Render the data below as a Markdown table with a Row column holding a row number and a Line column holding the line, omitting blank lines.

++++ Stored rows

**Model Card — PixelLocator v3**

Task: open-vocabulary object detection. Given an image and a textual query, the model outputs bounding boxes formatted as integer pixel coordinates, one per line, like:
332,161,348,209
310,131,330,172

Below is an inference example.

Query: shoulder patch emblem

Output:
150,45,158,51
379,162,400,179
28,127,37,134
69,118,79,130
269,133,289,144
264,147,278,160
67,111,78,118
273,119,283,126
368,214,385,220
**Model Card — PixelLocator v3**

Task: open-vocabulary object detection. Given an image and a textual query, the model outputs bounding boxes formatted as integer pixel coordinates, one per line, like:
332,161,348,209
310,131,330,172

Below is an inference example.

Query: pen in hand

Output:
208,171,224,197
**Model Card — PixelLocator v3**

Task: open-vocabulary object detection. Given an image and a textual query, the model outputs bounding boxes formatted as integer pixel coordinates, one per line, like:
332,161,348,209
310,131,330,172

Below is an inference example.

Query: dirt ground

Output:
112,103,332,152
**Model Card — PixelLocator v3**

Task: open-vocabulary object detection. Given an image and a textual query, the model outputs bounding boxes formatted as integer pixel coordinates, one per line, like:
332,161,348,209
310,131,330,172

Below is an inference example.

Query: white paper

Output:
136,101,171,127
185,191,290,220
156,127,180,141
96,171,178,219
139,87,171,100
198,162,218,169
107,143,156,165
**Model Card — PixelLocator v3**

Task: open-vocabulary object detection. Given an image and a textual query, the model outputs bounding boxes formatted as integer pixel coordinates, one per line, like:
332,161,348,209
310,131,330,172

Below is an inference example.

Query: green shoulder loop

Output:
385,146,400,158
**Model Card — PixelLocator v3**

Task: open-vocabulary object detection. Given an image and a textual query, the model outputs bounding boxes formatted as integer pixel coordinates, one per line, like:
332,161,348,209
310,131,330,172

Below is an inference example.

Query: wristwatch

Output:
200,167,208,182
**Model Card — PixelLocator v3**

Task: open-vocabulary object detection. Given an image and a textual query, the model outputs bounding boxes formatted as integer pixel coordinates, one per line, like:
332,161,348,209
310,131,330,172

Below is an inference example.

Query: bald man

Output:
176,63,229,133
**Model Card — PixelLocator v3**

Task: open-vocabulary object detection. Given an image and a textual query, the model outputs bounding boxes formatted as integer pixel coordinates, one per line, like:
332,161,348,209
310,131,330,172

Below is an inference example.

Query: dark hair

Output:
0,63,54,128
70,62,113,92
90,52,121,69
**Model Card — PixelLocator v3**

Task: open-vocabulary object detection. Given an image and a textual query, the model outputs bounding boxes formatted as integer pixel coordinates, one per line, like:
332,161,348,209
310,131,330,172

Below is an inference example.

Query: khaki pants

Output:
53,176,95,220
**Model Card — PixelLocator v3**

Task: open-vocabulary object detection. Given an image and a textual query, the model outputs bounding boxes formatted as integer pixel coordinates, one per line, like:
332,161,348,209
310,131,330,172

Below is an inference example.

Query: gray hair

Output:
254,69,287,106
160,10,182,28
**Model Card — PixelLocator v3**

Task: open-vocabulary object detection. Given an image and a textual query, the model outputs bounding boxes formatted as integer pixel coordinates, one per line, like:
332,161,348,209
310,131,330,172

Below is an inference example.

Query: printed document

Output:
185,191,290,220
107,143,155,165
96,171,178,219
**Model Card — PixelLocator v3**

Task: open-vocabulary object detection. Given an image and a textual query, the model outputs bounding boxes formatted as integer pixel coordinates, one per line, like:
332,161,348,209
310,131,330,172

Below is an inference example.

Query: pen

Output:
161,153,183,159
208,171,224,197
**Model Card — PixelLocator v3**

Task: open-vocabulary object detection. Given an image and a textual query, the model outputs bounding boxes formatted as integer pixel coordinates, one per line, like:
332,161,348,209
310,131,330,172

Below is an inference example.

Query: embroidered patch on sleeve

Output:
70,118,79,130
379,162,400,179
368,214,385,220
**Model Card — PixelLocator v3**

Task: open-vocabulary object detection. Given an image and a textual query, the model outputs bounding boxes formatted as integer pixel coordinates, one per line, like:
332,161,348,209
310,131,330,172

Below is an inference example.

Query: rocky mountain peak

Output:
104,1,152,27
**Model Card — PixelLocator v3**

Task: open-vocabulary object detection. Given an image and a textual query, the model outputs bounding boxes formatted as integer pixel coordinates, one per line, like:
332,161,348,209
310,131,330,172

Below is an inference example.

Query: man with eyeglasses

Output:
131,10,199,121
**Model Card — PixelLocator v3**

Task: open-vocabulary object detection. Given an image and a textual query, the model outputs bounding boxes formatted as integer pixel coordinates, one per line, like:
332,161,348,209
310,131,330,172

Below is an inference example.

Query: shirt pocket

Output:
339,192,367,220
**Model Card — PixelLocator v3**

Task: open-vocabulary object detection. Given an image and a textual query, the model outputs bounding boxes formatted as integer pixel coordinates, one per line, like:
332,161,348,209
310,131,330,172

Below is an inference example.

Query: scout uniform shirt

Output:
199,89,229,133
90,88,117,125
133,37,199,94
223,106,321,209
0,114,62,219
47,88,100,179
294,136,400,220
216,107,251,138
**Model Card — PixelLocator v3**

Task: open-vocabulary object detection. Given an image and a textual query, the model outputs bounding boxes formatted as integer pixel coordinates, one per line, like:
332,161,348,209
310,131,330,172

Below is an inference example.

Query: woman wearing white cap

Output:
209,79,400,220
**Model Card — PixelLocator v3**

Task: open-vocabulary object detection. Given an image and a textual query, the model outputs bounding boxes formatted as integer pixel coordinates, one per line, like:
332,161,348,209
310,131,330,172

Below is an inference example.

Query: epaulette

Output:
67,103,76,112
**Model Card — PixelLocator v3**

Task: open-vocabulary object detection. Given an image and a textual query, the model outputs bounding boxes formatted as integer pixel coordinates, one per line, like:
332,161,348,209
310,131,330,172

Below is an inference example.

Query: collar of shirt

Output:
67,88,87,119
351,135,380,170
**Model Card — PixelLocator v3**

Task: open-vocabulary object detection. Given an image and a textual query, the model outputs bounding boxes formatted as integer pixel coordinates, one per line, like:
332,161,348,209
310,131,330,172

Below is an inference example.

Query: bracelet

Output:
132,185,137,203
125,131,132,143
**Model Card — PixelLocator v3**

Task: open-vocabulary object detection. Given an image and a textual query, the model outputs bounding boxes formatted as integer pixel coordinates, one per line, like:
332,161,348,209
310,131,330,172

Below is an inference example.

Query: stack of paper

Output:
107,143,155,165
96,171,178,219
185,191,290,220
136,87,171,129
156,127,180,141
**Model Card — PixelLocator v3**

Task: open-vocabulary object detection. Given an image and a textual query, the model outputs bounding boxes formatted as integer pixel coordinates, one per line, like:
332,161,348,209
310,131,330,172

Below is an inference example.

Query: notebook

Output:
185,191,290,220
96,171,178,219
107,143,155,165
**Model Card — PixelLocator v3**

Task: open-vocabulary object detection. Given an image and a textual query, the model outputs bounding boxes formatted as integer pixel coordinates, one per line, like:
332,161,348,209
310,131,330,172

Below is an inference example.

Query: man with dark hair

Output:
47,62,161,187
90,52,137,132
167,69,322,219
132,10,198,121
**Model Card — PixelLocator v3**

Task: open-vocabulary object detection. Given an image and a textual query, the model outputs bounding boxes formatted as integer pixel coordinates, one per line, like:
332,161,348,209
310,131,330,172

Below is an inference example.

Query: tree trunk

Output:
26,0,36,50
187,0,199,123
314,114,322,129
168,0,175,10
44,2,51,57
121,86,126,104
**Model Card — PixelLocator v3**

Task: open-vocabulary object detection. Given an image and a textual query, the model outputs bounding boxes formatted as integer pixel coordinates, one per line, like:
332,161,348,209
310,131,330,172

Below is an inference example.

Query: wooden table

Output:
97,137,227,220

++++++++

The result ::
| Row | Line |
|---|---|
| 1 | **Model Card — PixelLocator v3** |
| 2 | Task: open-vocabulary object detection. Given an image and a textual query, the model outputs bounding boxes formatted as integer pixel coordinates, one per line, like: |
| 3 | 332,161,348,209 |
| 4 | 310,131,330,172 |
| 5 | Below is an inference example. |
| 6 | Query: shoulder patch emblem |
| 7 | Output: |
| 8 | 150,45,158,51 |
| 9 | 379,162,400,179 |
| 10 | 28,127,37,134 |
| 11 | 69,118,79,130 |
| 12 | 269,133,289,144 |
| 13 | 264,147,278,160 |
| 14 | 67,111,78,118 |
| 15 | 273,119,283,126 |
| 16 | 368,214,385,220 |
| 17 | **Model Card — PixelLocator v3** |
| 18 | Task: open-vocabulary object detection. Given an image and a textual query, the model outputs bounding boxes formatted as integer pixel coordinates, one per line, like: |
| 19 | 332,161,348,209 |
| 20 | 310,131,330,172 |
| 21 | Below is an inference example. |
| 22 | Query: pen in hand |
| 23 | Output: |
| 24 | 208,171,224,197 |
| 25 | **Model Card — PixelLocator v3** |
| 26 | Task: open-vocabulary object detection. Given an image and a textual query, the model outputs bounding boxes formatted as integer pixel coordinates, one per line, like: |
| 27 | 332,161,348,209 |
| 28 | 310,131,330,172 |
| 29 | Below is an inference example. |
| 30 | Query: dirt ground |
| 31 | Output: |
| 32 | 112,103,332,152 |
| 33 | **Model Card — PixelLocator v3** |
| 34 | Task: open-vocabulary object detection. Given an image and a textual query, the model outputs bounding boxes formatted as integer pixel coordinates, one per line, like: |
| 35 | 332,161,348,209 |
| 36 | 310,131,330,172 |
| 37 | Below is an inference example. |
| 38 | Query: white paper |
| 39 | Output: |
| 40 | 136,101,171,127 |
| 41 | 185,191,290,220 |
| 42 | 156,127,180,141 |
| 43 | 96,171,178,219 |
| 44 | 139,87,171,100 |
| 45 | 198,162,218,169 |
| 46 | 107,143,156,165 |
| 47 | **Model Card — PixelLocator v3** |
| 48 | Task: open-vocabulary object detection. Given an image and a textual query, the model outputs bounding boxes formatted as integer pixel coordinates, one per line, like: |
| 49 | 332,161,348,209 |
| 50 | 310,131,330,172 |
| 51 | Below is an inference example. |
| 52 | Query: green shoulder loop |
| 53 | Output: |
| 54 | 385,146,400,158 |
| 55 | **Model Card — PixelLocator v3** |
| 56 | Task: open-vocabulary object detection. Given an image and a textual query, the model outputs bounding boxes formatted as integer pixel coordinates, one per line, like: |
| 57 | 332,161,348,209 |
| 58 | 310,131,330,172 |
| 59 | Below is an inference example. |
| 60 | Query: wristwatch |
| 61 | Output: |
| 62 | 200,167,208,182 |
| 63 | **Model Card — PixelLocator v3** |
| 64 | Task: open-vocabulary object detection. Given an image and a textual query, the model outputs bounding boxes formatted as integer pixel coordinates, one per line, like: |
| 65 | 332,161,348,209 |
| 66 | 310,131,330,172 |
| 67 | Below is an inference example. |
| 68 | Query: bald man |
| 69 | Output: |
| 70 | 176,63,229,133 |
| 71 | **Model Card — PixelLocator v3** |
| 72 | Task: open-vocabulary object detection. Given an image and a textual query, the model outputs bounding boxes formatted as integer pixel coordinates, one per line, like: |
| 73 | 332,161,348,209 |
| 74 | 310,131,330,172 |
| 75 | Below is an inference example. |
| 76 | Query: dark hair |
| 77 | Output: |
| 78 | 0,63,54,128 |
| 79 | 70,62,113,92 |
| 80 | 90,52,121,69 |
| 81 | **Model Card — PixelLocator v3** |
| 82 | Task: open-vocabulary object detection. Given an image and a textual query, the model outputs bounding boxes formatted as integer pixel coordinates, one per line, like: |
| 83 | 332,161,348,209 |
| 84 | 310,131,330,172 |
| 85 | Below is an inference example. |
| 86 | Query: khaki pants |
| 87 | Output: |
| 88 | 53,176,95,220 |
| 89 | **Model Card — PixelLocator v3** |
| 90 | Task: open-vocabulary object detection. Given an image and a textual query, the model outputs bounding boxes formatted as integer pixel coordinates, one per line, like: |
| 91 | 332,161,348,209 |
| 92 | 310,131,330,172 |
| 93 | Below is an inference example. |
| 94 | Query: gray hair |
| 95 | Output: |
| 96 | 254,69,287,106 |
| 97 | 160,10,182,28 |
| 98 | **Model Card — PixelLocator v3** |
| 99 | Task: open-vocabulary object detection. Given an image and a textual query, the model outputs bounding boxes formatted as integer pixel coordinates, one per line, like: |
| 100 | 332,161,348,209 |
| 101 | 310,131,330,172 |
| 102 | Below is an inference example. |
| 103 | Query: printed document |
| 104 | Output: |
| 105 | 185,191,290,220 |
| 106 | 107,143,155,165 |
| 107 | 96,171,178,219 |
| 108 | **Model Card — PixelLocator v3** |
| 109 | Task: open-vocabulary object detection. Given an image and a textual query, the model outputs bounding boxes formatted as integer pixel coordinates, one per line, like: |
| 110 | 332,161,348,209 |
| 111 | 310,131,330,172 |
| 112 | Below is an inference example. |
| 113 | Query: pen |
| 114 | Output: |
| 115 | 161,153,183,159 |
| 116 | 208,171,224,197 |
| 117 | **Model Card — PixelLocator v3** |
| 118 | Task: open-vocabulary object detection. Given an image and a textual query, the model outputs bounding boxes formatted as integer pixel coordinates, one per line, like: |
| 119 | 332,161,348,209 |
| 120 | 310,131,330,172 |
| 121 | Below is an inference example. |
| 122 | Query: embroidered patch on sleeve |
| 123 | Output: |
| 124 | 70,118,79,130 |
| 125 | 379,162,400,179 |
| 126 | 368,214,385,220 |
| 127 | **Model Card — PixelLocator v3** |
| 128 | Task: open-vocabulary object detection. Given an image and a textual query, the model outputs bounding boxes formatted as integer pixel coordinates, one per line, like: |
| 129 | 332,161,348,209 |
| 130 | 310,131,330,172 |
| 131 | Below is an inference example. |
| 132 | Query: rocky mountain peak |
| 133 | Output: |
| 134 | 104,1,152,27 |
| 135 | **Model Card — PixelLocator v3** |
| 136 | Task: open-vocabulary object detection. Given an image and a textual query, the model outputs bounding boxes formatted as integer pixel coordinates, one per line, like: |
| 137 | 332,161,348,209 |
| 138 | 310,131,330,172 |
| 139 | Below is an inference example. |
| 140 | Query: man with eyeglasses |
| 141 | Output: |
| 142 | 131,10,199,121 |
| 143 | **Model Card — PixelLocator v3** |
| 144 | Task: open-vocabulary object detection. Given an image and a textual query, the model outputs bounding boxes formatted as integer pixel coordinates, one per line, like: |
| 145 | 332,161,348,209 |
| 146 | 310,131,330,172 |
| 147 | Below is an inference example. |
| 148 | Query: shirt pocket |
| 149 | Output: |
| 150 | 339,192,367,220 |
| 151 | **Model Card — PixelLocator v3** |
| 152 | Task: open-vocabulary object detection. Given an image and a textual query, the model outputs bounding boxes formatted as integer pixel coordinates, one per line, like: |
| 153 | 332,161,348,209 |
| 154 | 310,131,330,172 |
| 155 | Below is an inference example. |
| 156 | Query: scout uniform shirt |
| 157 | Output: |
| 158 | 199,89,229,133 |
| 159 | 90,88,117,125 |
| 160 | 133,37,199,94 |
| 161 | 223,106,321,209 |
| 162 | 0,114,62,219 |
| 163 | 47,88,100,179 |
| 164 | 294,136,400,220 |
| 165 | 216,107,251,138 |
| 166 | **Model Card — PixelLocator v3** |
| 167 | Task: open-vocabulary object detection. Given an image and a textual query, the model outputs bounding boxes formatted as integer pixel coordinates, one per line, like: |
| 168 | 332,161,348,209 |
| 169 | 310,131,330,172 |
| 170 | Below is an inference example. |
| 171 | Query: woman wearing white cap |
| 172 | Output: |
| 173 | 209,79,400,220 |
| 174 | **Model Card — PixelLocator v3** |
| 175 | Task: open-vocabulary object detection. Given an image and a textual query, the model outputs bounding boxes formatted as integer pixel coordinates, one per line, like: |
| 176 | 332,161,348,209 |
| 177 | 310,131,330,172 |
| 178 | Below is an inference example. |
| 179 | Query: epaulette |
| 180 | Output: |
| 181 | 67,103,76,112 |
| 182 | **Model Card — PixelLocator v3** |
| 183 | Task: open-vocabulary object detection. Given an image and a textual query, the model outputs bounding boxes formatted as integer pixel coordinates, one per line, like: |
| 184 | 332,161,348,209 |
| 185 | 310,131,330,172 |
| 186 | Below is an inference example. |
| 187 | Query: collar of shirt |
| 188 | Output: |
| 189 | 67,88,87,119 |
| 190 | 351,135,380,170 |
| 191 | **Model Card — PixelLocator v3** |
| 192 | Task: open-vocabulary object detection. Given an image and a textual query, the model outputs bounding boxes formatted as integer pixel coordinates, one per line, like: |
| 193 | 332,161,348,209 |
| 194 | 310,131,330,172 |
| 195 | Below is an inference example. |
| 196 | Query: bracelet |
| 197 | Output: |
| 198 | 132,185,137,203 |
| 199 | 125,131,132,143 |
| 200 | **Model Card — PixelLocator v3** |
| 201 | Task: open-vocabulary object detection. Given an image and a textual query, the model outputs bounding boxes formatted as integer pixel coordinates, one per line, like: |
| 202 | 332,161,348,209 |
| 203 | 310,131,330,172 |
| 204 | Below is an inference example. |
| 205 | Query: stack of paper |
| 206 | Output: |
| 207 | 107,143,155,165 |
| 208 | 96,171,178,219 |
| 209 | 185,191,290,220 |
| 210 | 136,87,171,129 |
| 211 | 156,127,180,141 |
| 212 | **Model Card — PixelLocator v3** |
| 213 | Task: open-vocabulary object detection. Given an image and a textual query, the model outputs bounding boxes formatted as integer pixel coordinates, one per line, like: |
| 214 | 332,161,348,209 |
| 215 | 310,131,330,172 |
| 216 | Below is an inference example. |
| 217 | Query: notebook |
| 218 | Output: |
| 219 | 185,191,290,220 |
| 220 | 96,171,178,219 |
| 221 | 107,143,155,165 |
| 222 | **Model Card — PixelLocator v3** |
| 223 | Task: open-vocabulary object detection. Given an image and a textual query, the model outputs bounding boxes formatted as integer pixel coordinates, one per line, like: |
| 224 | 332,161,348,209 |
| 225 | 310,131,330,172 |
| 226 | Below is an inference example. |
| 227 | Query: man with dark hair |
| 228 | Output: |
| 229 | 47,62,161,187 |
| 230 | 90,52,137,132 |
| 231 | 167,69,322,219 |
| 232 | 132,10,198,121 |
| 233 | **Model Card — PixelLocator v3** |
| 234 | Task: open-vocabulary object detection. Given an image and a textual query, the model outputs bounding boxes formatted as integer pixel coordinates, one per line, like: |
| 235 | 332,161,348,209 |
| 236 | 310,131,330,172 |
| 237 | Below is an inference example. |
| 238 | Query: tree trunk |
| 239 | Output: |
| 240 | 26,0,36,50 |
| 241 | 187,0,199,123 |
| 242 | 314,114,322,129 |
| 243 | 168,0,175,10 |
| 244 | 44,2,51,57 |
| 245 | 121,86,126,104 |
| 246 | **Model Card — PixelLocator v3** |
| 247 | Task: open-vocabulary object detection. Given an image and a textual query, the model outputs bounding boxes formatted as integer pixel coordinates, one per line, like: |
| 248 | 332,161,348,209 |
| 249 | 310,131,330,172 |
| 250 | Below is an inference example. |
| 251 | Query: wooden table |
| 252 | Output: |
| 253 | 97,137,227,220 |